EXERCISE DIRECTIONS:
Through the end of the data below, output every line exactly, beginning with the line that contains "Note to the class: identify the broken".
[SOURCE INFORMATION — start]
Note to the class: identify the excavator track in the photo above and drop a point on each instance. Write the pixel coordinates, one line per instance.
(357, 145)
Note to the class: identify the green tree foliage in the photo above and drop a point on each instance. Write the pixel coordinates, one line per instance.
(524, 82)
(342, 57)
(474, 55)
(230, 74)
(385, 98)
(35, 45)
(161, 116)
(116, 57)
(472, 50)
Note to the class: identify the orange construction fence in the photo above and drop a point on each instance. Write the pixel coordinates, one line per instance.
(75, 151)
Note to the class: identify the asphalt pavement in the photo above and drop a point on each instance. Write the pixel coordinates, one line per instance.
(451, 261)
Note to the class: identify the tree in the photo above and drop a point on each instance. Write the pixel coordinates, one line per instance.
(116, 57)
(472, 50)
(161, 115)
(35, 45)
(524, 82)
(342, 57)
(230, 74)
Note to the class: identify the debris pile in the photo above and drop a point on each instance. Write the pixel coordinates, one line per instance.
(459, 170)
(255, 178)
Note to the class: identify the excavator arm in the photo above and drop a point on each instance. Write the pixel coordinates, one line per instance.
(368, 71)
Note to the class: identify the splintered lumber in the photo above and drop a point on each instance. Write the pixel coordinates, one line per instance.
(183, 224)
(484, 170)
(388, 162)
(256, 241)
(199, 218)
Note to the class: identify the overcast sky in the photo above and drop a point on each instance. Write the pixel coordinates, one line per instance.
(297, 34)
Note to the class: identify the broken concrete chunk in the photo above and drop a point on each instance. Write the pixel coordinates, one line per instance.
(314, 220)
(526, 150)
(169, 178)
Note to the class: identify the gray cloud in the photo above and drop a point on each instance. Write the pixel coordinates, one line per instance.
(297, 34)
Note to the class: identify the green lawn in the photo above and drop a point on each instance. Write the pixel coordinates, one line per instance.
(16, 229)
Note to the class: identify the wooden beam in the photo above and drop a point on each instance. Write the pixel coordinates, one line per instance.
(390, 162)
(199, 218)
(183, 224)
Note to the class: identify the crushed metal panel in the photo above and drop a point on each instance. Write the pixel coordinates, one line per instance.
[SOURCE INFORMATION — finish]
ANSWER BOX:
Note to the class: identify the broken concrete chunk in the photo above and drop a point on each instance. Write the pixel coordinates, one line per instance.
(314, 220)
(526, 150)
(169, 178)
Note to the class: identify the gray cloud in the photo above and drop a point on each instance. Write the pixel coordinates, one line per instance.
(297, 34)
Note to the class: identify the green lawn in the photo above and drop a point on each instance. Write the pixel coordinates, one line per instance.
(16, 229)
Note to the class: identify the wooden beam in the photo above and drop a point on each instance. Write the pixel coordinates, one line per instance.
(390, 162)
(199, 218)
(183, 224)
Note to the class: identify the crushed metal panel in the photo above and drop a point on each instance. Write the pixel coordinates, one line per instance.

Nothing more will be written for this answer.